* _Work instructions_:
A – Could you print the part of the Stuart-Black text from "- Stuart-Black, J., Coles, E., Norman, S.;" to "practitioners. London: TSO."?
B – Can you condense the paragraph in the Stuart-Black text that opens "Stuart-Black is widely known as" into a shorter paragraph that keeps its main facts?

* _Source text_:
────
In the 2021 Queen's Birthday Honours, Stuart-Black was appointed a Companion of the Queen's Service Order, for services to emergency management.

===Origins of "Norm"===
Stuart-Black is widely known as "Norm", including by the Prime Minister of New Zealand. In an introductory video to members of the New Zealand Red Cross shortly after taking up the post of Secretary General, Stuart-Black attributes the nickname "Norm" as an enduring professional moniker to her having started working at the Ministry of Civil Defence and being sat next to another Sarah. "After 10 minutes," Stuart-Black said, they decided that the confusion was "never going to work" and she took to being referred to as "Norm", a nickname derived from her maiden name.

== Publications ==

- Norman, S., & Talib, A. (2005). Improving child survival in Ethiopia: Needs assessment for the Ethiopian health care system. Cambridge, Mass: John F. Kennedy School of Government.
- Stuart-Black, J., Coles, E., Norman, S.; Disaster research and the social sciences: lessons learned and future trajectories. (1 January 2005). Bridging the divide from theory to practice. International Journal of Mass Emergencies and Disasters.
- Stuart-Black, S., Stuart-Black, J., Coles, E., & Health Protection Agency (Great Britain). (2008). Health emergency planning: A handbook for practitioners. London: TSO.
────
* _Provided material_:
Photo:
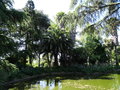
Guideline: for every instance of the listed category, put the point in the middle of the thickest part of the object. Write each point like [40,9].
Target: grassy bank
[18,75]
────
* _Results of the tasks_:
A –
- Stuart-Black, J., Coles, E., Norman, S.; Disaster research and the social sciences: lessons learned and future trajectories. (1 January 2005). Bridging the divide from theory to practice. International Journal of Mass Emergencies and Disasters.
- Stuart-Black, S., Stuart-Black, J., Coles, E., & Health Protection Agency (Great Britain). (2008). Health emergency planning: A handbook for practitioners. London: TSO.

B – Stuart-Black is widely called "Norm," even by the Prime Minister of New Zealand. In an introductory video to New Zealand Red Cross members soon after becoming Secretary General, she traced the nickname to her start at the Ministry of Civil Defence, where she sat next to another Sarah. After 10 minutes they decided the confusion was "never going to work," so she became "Norm," a name derived from her maiden name.